** Your goal **
Please convert the rows below, from the line with "In the photo above, where can the shower" through the final line of the rows, into a JSON list of strings with one string per line and blank lines omitted. Leave the pictures out of your answer.
····················
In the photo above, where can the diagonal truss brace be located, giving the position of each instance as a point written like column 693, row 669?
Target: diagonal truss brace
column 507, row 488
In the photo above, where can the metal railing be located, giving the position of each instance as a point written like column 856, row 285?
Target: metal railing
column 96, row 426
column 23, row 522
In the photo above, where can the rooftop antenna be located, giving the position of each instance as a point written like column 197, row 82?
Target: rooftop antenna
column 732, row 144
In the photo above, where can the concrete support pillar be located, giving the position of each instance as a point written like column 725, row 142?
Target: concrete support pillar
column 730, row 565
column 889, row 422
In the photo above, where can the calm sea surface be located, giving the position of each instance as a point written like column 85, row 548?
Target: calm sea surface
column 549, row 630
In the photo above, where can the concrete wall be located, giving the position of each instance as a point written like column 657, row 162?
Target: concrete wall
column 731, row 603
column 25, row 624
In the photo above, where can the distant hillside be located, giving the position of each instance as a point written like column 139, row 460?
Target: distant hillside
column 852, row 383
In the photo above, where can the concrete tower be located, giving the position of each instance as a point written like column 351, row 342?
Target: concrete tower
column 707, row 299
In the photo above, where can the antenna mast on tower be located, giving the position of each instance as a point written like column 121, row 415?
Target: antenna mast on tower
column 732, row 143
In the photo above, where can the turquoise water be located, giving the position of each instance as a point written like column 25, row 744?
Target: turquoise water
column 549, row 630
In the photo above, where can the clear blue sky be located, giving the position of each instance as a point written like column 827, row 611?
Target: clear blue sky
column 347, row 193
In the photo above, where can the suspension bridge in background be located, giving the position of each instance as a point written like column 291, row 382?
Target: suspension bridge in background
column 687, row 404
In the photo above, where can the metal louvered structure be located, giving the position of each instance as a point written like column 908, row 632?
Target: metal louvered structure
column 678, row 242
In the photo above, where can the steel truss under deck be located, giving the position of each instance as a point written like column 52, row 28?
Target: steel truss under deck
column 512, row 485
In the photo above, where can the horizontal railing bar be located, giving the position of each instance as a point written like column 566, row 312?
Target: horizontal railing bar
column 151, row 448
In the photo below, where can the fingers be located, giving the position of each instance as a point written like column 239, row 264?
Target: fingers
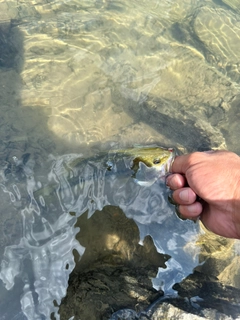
column 188, row 207
column 191, row 211
column 180, row 164
column 176, row 181
column 184, row 196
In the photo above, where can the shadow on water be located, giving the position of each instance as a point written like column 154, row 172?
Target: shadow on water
column 118, row 264
column 182, row 131
column 115, row 270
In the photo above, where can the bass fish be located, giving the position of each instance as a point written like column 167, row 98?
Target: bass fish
column 144, row 164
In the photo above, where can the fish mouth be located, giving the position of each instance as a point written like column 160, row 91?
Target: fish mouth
column 172, row 158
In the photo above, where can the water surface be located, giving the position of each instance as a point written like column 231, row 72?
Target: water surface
column 80, row 77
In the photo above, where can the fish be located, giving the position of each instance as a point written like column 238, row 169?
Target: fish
column 144, row 164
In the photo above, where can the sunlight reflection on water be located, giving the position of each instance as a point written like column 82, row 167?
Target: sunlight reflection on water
column 86, row 76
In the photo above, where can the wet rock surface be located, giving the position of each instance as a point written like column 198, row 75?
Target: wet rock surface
column 115, row 271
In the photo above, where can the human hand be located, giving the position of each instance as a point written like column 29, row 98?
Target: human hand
column 215, row 177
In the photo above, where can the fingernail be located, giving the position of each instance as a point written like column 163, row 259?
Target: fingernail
column 184, row 195
column 192, row 208
column 168, row 181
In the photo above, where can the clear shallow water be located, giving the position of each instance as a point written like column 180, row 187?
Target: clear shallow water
column 83, row 77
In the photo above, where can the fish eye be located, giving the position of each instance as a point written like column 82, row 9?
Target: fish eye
column 156, row 161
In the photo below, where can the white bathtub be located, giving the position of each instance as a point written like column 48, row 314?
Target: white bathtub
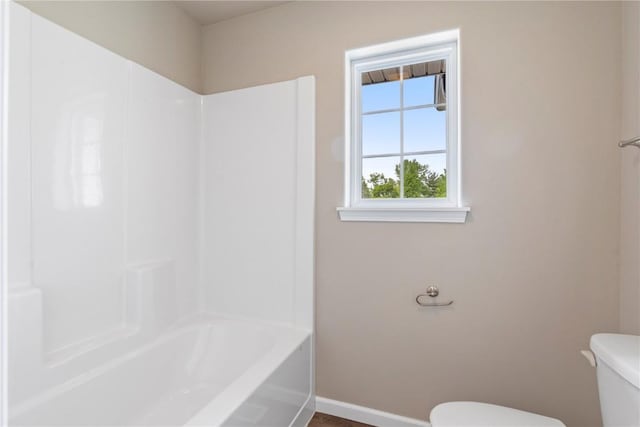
column 209, row 371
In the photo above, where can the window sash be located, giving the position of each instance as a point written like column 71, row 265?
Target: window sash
column 357, row 66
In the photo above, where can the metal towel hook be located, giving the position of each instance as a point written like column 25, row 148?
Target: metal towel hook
column 432, row 292
column 635, row 142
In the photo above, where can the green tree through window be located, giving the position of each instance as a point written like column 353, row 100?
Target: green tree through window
column 419, row 182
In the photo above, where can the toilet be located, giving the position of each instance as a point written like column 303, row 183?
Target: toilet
column 617, row 359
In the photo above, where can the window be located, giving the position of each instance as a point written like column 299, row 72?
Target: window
column 402, row 138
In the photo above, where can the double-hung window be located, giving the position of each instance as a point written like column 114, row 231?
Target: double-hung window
column 402, row 131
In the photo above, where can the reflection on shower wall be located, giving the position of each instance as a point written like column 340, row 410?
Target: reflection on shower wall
column 103, row 185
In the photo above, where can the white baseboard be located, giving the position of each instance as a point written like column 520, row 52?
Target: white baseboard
column 365, row 415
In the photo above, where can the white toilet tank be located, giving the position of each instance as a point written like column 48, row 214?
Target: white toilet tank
column 618, row 370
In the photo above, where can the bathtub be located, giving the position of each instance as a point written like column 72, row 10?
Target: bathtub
column 210, row 370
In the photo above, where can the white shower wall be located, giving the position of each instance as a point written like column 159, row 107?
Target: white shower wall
column 134, row 202
column 103, row 183
column 258, row 199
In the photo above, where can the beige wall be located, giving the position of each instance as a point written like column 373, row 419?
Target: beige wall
column 534, row 271
column 157, row 35
column 630, row 173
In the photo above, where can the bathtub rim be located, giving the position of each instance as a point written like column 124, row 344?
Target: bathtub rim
column 223, row 405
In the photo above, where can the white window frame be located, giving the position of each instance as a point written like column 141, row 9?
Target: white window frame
column 444, row 45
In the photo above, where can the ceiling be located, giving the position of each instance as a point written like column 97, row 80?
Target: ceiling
column 212, row 11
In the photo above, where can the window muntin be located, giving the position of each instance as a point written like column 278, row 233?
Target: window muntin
column 398, row 121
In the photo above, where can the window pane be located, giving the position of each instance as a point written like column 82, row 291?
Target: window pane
column 418, row 91
column 381, row 133
column 380, row 90
column 425, row 129
column 379, row 178
column 425, row 176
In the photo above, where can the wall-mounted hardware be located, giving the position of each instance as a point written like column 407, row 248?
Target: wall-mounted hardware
column 634, row 142
column 431, row 292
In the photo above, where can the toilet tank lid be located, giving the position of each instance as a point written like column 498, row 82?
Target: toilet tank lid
column 621, row 353
column 476, row 414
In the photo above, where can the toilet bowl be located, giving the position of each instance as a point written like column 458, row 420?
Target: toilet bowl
column 476, row 414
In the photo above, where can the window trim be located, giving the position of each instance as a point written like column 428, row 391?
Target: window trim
column 444, row 45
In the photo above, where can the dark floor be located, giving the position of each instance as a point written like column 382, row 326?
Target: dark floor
column 324, row 420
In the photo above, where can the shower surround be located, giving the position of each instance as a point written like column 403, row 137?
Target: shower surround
column 160, row 243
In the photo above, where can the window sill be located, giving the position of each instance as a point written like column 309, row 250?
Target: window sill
column 450, row 215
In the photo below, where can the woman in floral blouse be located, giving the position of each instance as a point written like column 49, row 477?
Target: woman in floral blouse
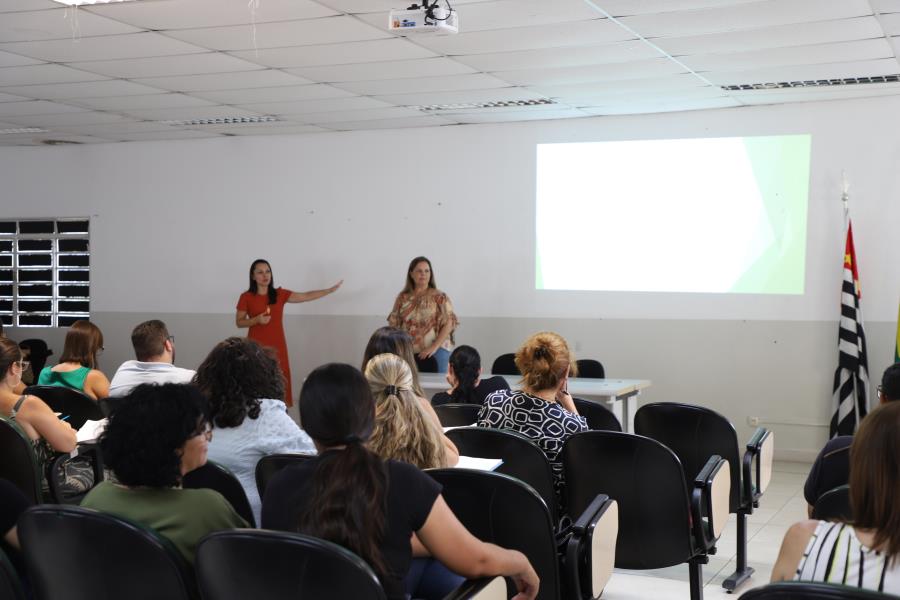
····················
** Solution to the problem **
[
  "In the photo above, where can the shower surround be located, giving the position of each instance as a point written like column 403, row 137?",
  "Target: shower surround",
  "column 160, row 243",
  "In the photo above, where can the window sill be located, giving the position of each instance as a point written like column 309, row 250?",
  "Target: window sill",
  "column 450, row 215",
  "In the photo below, where can the woman in floral blouse be located, giving the position of each instance as a point written like column 49, row 477?",
  "Target: woman in floral blouse"
]